(Natural language region descriptions)
⁂

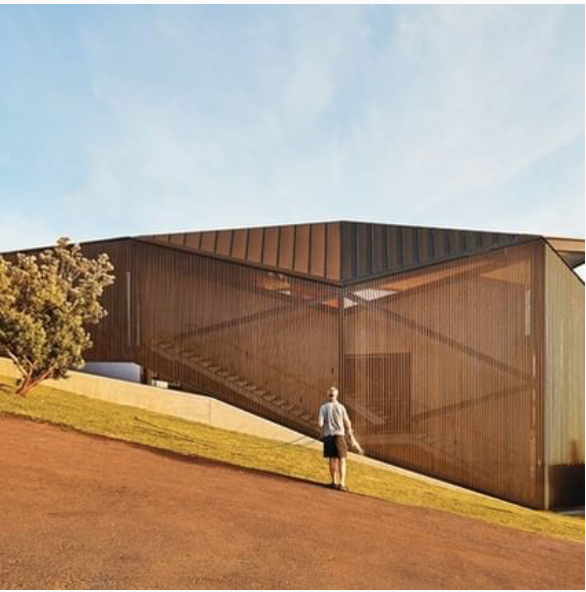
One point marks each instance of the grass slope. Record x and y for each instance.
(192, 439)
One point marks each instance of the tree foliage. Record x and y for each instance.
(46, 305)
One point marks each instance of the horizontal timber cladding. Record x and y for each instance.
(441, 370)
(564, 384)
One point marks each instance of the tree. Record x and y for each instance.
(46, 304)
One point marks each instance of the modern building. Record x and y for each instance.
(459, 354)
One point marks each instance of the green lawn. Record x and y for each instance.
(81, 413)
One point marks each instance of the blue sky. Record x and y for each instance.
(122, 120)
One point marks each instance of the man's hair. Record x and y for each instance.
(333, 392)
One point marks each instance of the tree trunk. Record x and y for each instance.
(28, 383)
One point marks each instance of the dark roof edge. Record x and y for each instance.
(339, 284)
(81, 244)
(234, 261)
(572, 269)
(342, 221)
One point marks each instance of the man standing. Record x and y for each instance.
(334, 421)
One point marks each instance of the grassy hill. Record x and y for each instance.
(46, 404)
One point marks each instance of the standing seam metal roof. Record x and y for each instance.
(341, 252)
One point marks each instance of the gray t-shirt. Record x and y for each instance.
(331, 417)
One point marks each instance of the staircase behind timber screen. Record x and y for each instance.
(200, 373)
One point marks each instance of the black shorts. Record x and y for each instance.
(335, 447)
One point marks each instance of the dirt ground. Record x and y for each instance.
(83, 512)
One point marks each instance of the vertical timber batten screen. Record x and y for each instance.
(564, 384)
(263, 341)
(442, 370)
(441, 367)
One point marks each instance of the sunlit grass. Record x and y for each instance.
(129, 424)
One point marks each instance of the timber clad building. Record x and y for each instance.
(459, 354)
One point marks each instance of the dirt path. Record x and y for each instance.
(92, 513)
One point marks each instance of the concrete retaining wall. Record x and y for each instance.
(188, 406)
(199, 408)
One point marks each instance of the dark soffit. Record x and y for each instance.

⁂

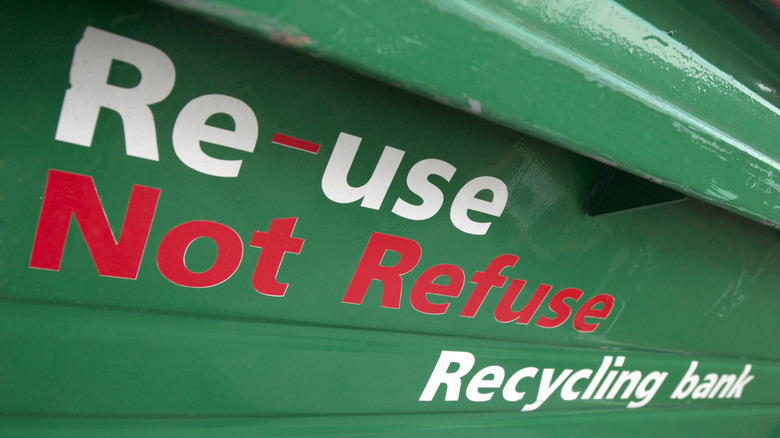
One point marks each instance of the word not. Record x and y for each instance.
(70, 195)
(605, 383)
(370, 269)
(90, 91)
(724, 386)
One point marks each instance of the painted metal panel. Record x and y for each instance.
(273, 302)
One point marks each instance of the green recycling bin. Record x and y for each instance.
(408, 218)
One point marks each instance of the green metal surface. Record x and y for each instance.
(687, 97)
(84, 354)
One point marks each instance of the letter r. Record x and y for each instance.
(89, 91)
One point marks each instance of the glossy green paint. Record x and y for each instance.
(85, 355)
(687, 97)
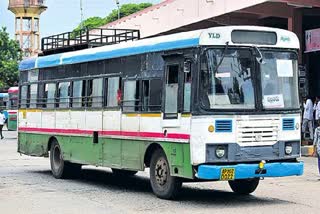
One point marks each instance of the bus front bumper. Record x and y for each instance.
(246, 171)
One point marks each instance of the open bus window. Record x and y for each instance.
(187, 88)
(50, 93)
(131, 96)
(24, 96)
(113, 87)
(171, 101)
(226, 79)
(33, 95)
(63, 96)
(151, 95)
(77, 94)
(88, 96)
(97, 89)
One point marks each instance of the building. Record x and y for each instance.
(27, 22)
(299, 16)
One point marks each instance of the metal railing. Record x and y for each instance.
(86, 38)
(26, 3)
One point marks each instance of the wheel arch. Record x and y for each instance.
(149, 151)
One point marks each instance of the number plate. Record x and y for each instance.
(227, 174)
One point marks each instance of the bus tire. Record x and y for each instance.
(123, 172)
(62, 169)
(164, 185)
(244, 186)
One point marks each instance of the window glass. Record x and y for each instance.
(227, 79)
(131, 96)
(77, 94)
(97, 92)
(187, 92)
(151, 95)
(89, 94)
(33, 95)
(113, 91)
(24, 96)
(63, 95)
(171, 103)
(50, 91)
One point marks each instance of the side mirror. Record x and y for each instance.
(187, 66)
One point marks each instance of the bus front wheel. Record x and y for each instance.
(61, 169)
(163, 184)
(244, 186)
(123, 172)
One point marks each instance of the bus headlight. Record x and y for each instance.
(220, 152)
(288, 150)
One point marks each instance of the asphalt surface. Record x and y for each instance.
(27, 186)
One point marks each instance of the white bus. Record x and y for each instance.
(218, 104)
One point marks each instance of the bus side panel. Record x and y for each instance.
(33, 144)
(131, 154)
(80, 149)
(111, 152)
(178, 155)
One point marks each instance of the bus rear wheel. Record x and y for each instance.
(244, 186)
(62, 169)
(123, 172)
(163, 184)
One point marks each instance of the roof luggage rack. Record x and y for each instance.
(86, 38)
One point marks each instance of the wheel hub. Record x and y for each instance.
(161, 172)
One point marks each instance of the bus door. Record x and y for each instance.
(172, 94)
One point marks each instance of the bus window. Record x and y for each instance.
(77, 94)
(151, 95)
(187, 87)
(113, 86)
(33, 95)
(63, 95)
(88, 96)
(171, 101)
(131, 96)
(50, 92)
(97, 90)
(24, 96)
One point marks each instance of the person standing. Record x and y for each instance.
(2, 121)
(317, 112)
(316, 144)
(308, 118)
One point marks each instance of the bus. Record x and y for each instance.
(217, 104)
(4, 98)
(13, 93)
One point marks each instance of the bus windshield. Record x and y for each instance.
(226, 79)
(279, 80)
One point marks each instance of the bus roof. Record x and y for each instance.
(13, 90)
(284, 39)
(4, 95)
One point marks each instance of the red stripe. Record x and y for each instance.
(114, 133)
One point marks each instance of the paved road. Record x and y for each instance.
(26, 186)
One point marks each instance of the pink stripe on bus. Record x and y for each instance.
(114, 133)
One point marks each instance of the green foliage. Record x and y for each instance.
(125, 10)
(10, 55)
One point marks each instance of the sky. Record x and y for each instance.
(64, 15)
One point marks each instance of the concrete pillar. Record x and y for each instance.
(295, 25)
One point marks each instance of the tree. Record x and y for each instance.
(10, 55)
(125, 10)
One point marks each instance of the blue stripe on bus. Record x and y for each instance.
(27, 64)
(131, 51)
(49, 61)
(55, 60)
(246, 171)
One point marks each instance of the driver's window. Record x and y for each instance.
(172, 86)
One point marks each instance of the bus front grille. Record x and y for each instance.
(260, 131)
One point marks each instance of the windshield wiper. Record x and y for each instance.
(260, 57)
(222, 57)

⁂

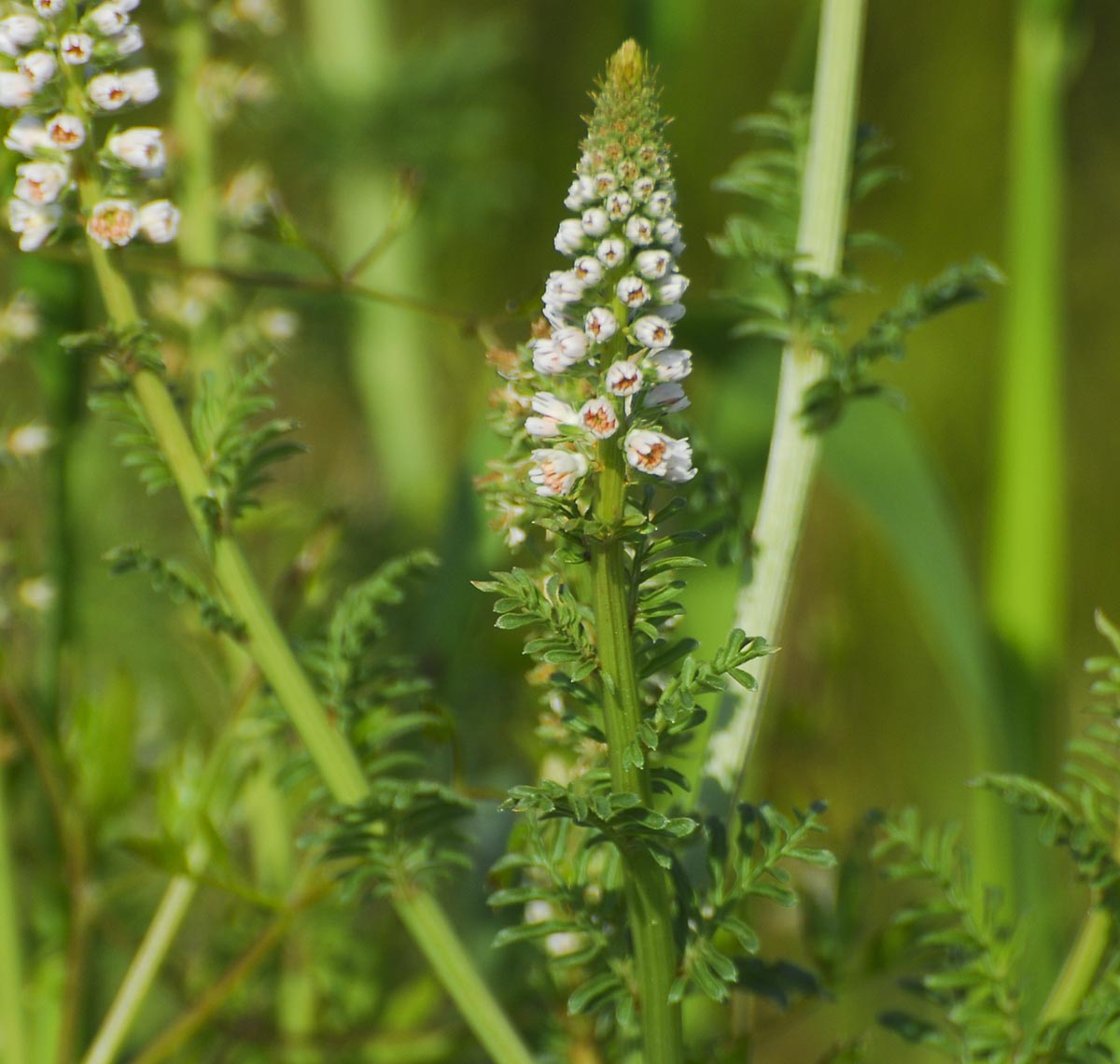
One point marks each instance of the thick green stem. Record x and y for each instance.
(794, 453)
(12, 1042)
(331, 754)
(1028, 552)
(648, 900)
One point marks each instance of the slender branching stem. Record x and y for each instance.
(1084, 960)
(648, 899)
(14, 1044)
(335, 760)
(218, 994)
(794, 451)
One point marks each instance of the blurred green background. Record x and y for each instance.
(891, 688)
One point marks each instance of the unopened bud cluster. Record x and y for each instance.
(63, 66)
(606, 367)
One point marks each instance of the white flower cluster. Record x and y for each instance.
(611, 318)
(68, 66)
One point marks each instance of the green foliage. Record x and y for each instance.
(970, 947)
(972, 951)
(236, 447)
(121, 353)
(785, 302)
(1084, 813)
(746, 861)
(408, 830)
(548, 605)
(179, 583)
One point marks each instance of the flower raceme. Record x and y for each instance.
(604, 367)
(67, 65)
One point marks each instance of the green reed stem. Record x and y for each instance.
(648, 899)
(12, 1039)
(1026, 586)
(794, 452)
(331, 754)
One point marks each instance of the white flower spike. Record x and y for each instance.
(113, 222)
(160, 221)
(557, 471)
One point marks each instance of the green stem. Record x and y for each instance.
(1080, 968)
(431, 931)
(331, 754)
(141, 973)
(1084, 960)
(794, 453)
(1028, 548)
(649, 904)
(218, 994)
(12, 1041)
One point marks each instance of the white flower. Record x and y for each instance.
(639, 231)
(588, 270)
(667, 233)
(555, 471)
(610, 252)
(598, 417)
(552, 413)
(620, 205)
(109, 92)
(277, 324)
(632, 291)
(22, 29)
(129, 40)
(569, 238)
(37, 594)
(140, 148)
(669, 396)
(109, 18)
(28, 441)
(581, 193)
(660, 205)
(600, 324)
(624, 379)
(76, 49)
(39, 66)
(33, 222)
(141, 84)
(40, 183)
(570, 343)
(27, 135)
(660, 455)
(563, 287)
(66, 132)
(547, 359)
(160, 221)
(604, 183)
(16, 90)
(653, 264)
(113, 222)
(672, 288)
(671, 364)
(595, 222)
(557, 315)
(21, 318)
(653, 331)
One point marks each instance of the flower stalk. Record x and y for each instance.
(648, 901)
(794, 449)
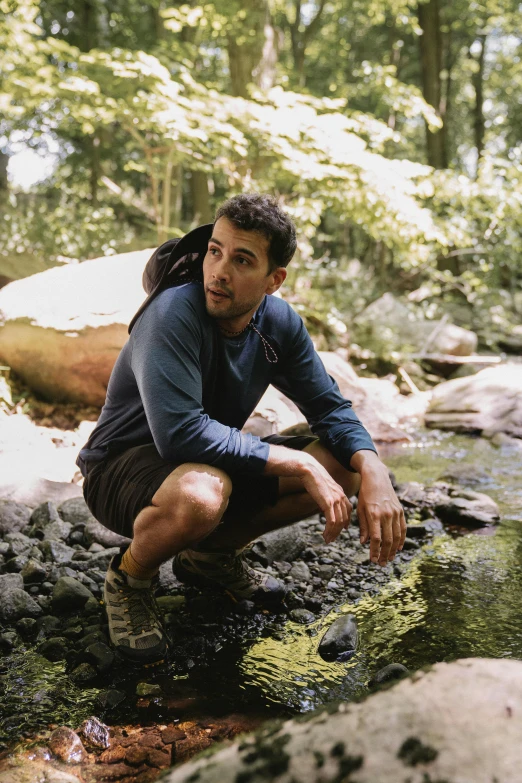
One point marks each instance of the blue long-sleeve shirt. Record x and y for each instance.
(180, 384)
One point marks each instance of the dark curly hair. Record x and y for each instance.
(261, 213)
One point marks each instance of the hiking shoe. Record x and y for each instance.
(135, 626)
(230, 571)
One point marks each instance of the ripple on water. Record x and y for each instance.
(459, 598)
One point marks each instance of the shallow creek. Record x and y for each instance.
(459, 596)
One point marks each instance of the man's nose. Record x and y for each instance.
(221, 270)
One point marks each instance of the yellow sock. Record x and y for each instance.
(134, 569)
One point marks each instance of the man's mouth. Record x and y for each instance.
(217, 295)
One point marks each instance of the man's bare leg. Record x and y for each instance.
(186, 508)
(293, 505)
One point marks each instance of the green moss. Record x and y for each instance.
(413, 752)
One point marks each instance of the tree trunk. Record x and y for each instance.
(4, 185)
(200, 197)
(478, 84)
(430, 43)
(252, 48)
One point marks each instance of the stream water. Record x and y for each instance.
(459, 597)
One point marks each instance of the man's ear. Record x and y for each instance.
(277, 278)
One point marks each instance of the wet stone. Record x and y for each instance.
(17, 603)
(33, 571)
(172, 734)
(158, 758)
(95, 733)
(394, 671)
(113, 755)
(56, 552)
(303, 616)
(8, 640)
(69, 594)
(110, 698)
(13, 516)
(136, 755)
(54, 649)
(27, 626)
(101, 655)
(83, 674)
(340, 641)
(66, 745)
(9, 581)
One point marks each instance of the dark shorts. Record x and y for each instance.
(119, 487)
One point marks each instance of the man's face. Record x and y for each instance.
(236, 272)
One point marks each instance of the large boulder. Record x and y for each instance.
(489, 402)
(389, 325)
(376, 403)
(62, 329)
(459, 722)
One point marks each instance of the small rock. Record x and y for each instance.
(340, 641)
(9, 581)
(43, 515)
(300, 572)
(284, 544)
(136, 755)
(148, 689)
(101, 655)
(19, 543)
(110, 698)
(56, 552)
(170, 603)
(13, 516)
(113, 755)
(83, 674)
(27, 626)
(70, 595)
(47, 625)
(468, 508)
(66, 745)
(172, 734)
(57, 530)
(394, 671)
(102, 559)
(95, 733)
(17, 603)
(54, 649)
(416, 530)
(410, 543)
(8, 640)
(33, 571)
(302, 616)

⁂

**What is needed**. All lines above from the line with "One point marks each instance of the modern" through the line with "One point marks each instance of the dark soffit.", both included, are to be set down exactly, with nothing else.

**Answer space**.
One point marks each instance of the modern building. Record x and y for each instance.
(459, 354)
One point marks each instance of the green lawn. Record x and y for each instance.
(81, 413)
One point marks each instance of the blue sky. Record x and y for each instance.
(122, 120)
One point marks each instance of the man's hair. Record x and y for each instance.
(333, 392)
One point marks each instance of the tree trunk. Record x and y for each instance.
(28, 383)
One point marks each instance of the dark roof edge. Record x and y for each instance.
(339, 284)
(81, 244)
(234, 261)
(572, 269)
(342, 221)
One point marks each instance of the man standing. Record x and y for each instance.
(334, 421)
One point marks each instance of the grassy hill. Record x and y for each instance.
(46, 404)
One point marks each instance of the standing seam metal roof. Record x and y for each instance.
(341, 252)
One point marks each instance of the gray t-shirt. Record x and y for each instance.
(331, 417)
One point marks each instance of the staircase behind timber screen. Record x and y for each instance.
(200, 373)
One point marks each instance of the black shorts. Record x and y for each instance.
(335, 447)
One point marks each instance of the dirt ground. Record x and y for each instance.
(83, 512)
One point marks each instance of the vertical timber batten screen. Record x and y for each instance.
(564, 384)
(263, 341)
(442, 370)
(441, 367)
One point marks each instance of the sunlit grass. Record x and y for each instance.
(129, 424)
One point marks each instance of the timber clad building. Record x and y for each instance.
(459, 354)
One point marks each instance of the dirt path. Record x and y for each instance.
(92, 513)
One point marks each instance of the concrete retaining wall. Record x and y for each instance.
(188, 406)
(199, 408)
One point marks each instance of the dark soffit. Record x and y for each instance.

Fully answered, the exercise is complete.